_Task to complete:_ Only the lines from the one containing "Please place a point on every instance of the railing" through the last line below should be written out, exactly and with both ends kept.

● ● ● ● ●

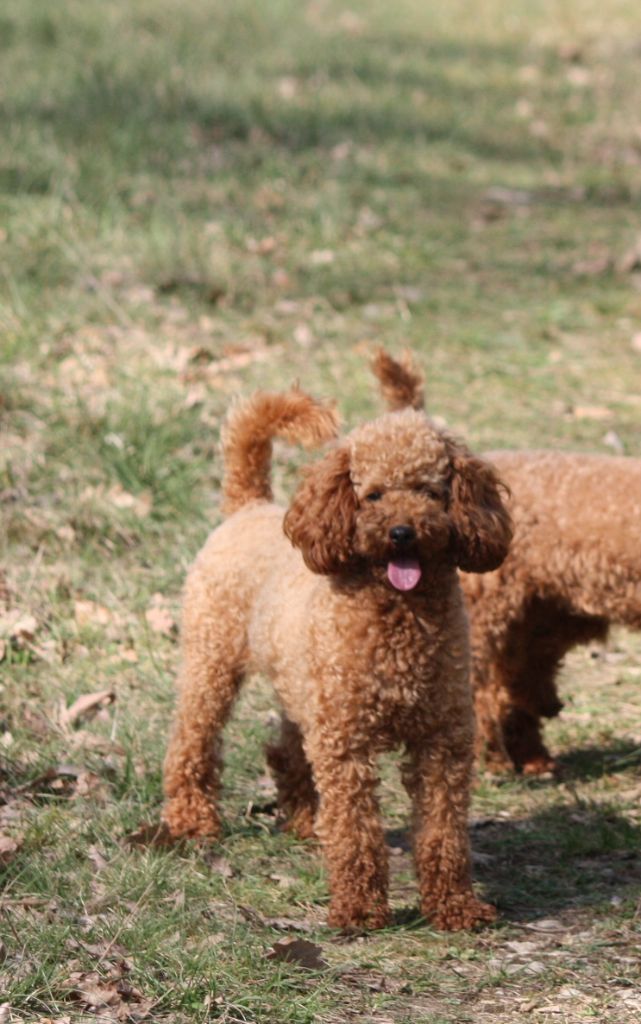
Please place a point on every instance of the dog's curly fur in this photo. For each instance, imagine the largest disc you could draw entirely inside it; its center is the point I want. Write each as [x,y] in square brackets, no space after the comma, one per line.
[359,667]
[572,570]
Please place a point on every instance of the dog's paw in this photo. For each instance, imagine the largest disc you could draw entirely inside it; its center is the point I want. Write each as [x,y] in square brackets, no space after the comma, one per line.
[459,911]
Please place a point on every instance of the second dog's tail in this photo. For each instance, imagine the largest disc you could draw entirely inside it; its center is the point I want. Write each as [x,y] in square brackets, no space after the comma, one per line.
[401,382]
[248,433]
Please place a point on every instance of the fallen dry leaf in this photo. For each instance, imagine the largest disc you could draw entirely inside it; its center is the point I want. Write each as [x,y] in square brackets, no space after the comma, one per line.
[591,413]
[289,925]
[140,504]
[220,865]
[8,848]
[86,705]
[90,613]
[155,834]
[96,858]
[300,951]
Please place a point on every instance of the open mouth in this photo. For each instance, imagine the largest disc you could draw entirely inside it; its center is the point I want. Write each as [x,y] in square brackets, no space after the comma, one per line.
[403,571]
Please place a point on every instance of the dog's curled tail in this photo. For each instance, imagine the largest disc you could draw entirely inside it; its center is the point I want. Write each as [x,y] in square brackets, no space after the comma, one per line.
[402,384]
[247,436]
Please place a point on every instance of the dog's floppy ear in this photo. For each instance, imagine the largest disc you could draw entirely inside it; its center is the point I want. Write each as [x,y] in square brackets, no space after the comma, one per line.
[481,523]
[321,518]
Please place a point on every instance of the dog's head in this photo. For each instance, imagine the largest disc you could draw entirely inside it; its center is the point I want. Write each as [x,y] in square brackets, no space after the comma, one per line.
[397,497]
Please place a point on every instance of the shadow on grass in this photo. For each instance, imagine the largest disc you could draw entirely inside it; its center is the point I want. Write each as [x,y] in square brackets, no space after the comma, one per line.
[560,859]
[593,762]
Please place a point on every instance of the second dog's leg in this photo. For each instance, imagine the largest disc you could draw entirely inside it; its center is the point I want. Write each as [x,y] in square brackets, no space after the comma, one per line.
[349,827]
[292,772]
[437,778]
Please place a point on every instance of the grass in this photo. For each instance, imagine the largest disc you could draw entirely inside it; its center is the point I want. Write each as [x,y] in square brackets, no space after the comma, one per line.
[244,195]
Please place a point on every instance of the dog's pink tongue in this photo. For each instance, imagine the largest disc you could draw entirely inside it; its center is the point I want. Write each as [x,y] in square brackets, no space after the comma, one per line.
[403,573]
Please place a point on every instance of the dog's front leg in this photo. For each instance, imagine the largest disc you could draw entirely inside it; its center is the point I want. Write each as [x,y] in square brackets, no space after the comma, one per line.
[437,777]
[349,827]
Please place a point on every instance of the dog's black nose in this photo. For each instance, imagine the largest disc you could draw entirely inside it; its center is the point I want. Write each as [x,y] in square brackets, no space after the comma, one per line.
[401,536]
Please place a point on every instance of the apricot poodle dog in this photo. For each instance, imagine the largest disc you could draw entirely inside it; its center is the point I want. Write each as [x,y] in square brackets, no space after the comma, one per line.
[349,602]
[573,569]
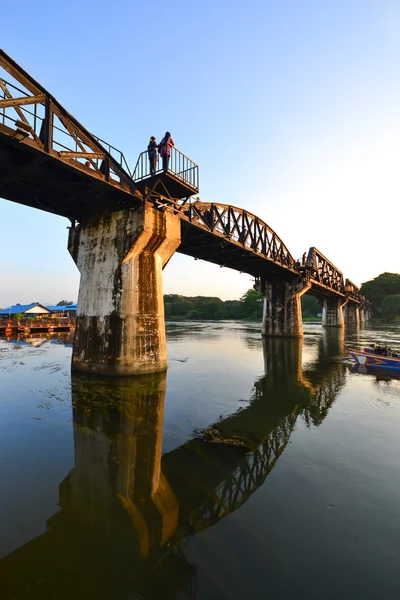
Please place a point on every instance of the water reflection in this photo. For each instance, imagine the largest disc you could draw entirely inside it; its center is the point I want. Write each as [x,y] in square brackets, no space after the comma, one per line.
[126,511]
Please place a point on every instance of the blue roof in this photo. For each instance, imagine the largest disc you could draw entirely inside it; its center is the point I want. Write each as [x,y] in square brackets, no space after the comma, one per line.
[15,309]
[62,308]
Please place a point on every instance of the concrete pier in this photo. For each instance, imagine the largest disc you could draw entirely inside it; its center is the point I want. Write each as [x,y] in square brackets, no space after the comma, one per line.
[282,308]
[332,314]
[120,328]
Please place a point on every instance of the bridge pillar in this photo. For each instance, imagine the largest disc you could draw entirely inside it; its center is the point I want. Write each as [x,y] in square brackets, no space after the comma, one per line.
[332,314]
[282,308]
[352,314]
[120,328]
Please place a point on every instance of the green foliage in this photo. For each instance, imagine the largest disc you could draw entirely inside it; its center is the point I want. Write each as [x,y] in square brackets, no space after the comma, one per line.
[390,308]
[376,290]
[203,308]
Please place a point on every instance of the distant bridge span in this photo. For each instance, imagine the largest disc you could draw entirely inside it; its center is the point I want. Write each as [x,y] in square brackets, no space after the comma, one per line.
[126,226]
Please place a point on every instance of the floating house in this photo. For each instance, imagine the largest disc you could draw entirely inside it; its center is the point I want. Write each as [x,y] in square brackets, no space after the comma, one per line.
[38,311]
[69,310]
[35,310]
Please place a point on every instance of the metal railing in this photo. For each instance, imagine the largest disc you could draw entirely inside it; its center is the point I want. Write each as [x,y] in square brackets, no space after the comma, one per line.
[37,116]
[179,165]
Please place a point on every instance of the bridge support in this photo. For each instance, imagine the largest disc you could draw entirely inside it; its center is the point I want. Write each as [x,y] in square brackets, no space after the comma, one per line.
[120,328]
[352,314]
[282,308]
[332,314]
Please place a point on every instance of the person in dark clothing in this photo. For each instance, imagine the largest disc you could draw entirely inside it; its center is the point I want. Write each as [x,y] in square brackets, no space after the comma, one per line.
[165,149]
[152,153]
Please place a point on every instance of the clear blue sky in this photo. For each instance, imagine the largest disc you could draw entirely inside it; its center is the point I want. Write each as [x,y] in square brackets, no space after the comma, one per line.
[290,107]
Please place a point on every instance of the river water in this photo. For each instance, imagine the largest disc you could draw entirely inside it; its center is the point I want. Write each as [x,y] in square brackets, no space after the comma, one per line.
[250,470]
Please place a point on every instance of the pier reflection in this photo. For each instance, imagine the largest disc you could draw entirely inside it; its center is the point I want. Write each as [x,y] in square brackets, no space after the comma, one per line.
[127,512]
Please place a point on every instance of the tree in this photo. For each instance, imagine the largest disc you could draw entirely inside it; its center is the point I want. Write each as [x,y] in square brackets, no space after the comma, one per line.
[390,308]
[376,290]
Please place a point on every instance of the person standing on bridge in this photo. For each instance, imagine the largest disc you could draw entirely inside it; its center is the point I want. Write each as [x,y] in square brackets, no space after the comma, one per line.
[165,149]
[152,153]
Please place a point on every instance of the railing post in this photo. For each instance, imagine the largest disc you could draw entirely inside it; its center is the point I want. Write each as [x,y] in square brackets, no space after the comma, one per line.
[46,131]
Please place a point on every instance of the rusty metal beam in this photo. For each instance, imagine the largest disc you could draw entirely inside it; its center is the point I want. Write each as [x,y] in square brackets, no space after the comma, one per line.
[21,101]
[93,155]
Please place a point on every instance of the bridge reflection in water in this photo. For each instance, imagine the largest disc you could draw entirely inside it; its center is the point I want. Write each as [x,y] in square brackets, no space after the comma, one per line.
[127,512]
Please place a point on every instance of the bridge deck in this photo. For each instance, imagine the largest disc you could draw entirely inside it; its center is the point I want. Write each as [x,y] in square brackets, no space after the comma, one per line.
[34,178]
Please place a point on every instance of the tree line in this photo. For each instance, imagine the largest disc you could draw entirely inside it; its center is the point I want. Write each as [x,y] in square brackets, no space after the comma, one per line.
[250,307]
[384,293]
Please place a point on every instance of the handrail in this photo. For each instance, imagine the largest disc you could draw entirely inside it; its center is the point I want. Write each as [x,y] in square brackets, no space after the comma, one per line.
[177,163]
[35,114]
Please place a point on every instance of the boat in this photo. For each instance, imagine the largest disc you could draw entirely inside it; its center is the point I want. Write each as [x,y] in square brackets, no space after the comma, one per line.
[381,373]
[376,357]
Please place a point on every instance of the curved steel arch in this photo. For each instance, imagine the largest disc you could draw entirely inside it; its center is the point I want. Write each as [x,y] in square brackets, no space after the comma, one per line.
[240,227]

● ● ● ● ●

_Response:_
Please place a point on every instance of the railing post in this photo. For each instance, imagine the largest disc you could draw entirely inside it; its center is the point I want. Write each as [x,y] in square brackets, no space after the comma, one per line.
[46,131]
Please place a point on every instance of the rusty metal beam in this photo. For each instance, imagine the largest disc you could draw entirely inside it; its center is the point I want. Write each as [x,y] in square brackets, no space after the comma, one per line.
[21,101]
[93,155]
Please place a point on every instance of the bridge reflection in water in this photo. For each instance, imagine the largest disc you could draw entirely inside it; its center is the point I want. Write each as [x,y] in square brackets, no space after the comma, one per line.
[127,512]
Please place a point on every instance of the bridge deck in this photo. For each instance, imagine the largest disc you could draw entirely inside it; its center is the point I want. Write each as [x,y] in square brackets, no space after the comma, one per line.
[34,178]
Please place a point on every instance of the tree line in this photo. For each instance, imagine the largest disc you could draw entirely inside it; its center is the point I want. Write each as [x,y] in square brackets, no space after the comma, one per line.
[250,307]
[384,293]
Please place a point on every instance of the handrail in this photo. For each instance, imagine the largest disc you could draw entirely inside it; its center is the point I want. Write each as [x,y] in square brackets, no space after the comma, one per line.
[177,163]
[35,114]
Please place a point on every instance of the boat in this photo. For each instance, imagine the largest disc you could draw entirely inside it; its center is the point I want. Write each as [x,y] in square brackets, no space after the comma, one per line.
[381,373]
[376,357]
Please place a point on every instance of the curved steel arch in this photo. For each instance, imagine the largest disc you could draw entirely inside it; its center is the point I want. Write each as [x,y] in square brackets, no space after the comma, one per line.
[240,227]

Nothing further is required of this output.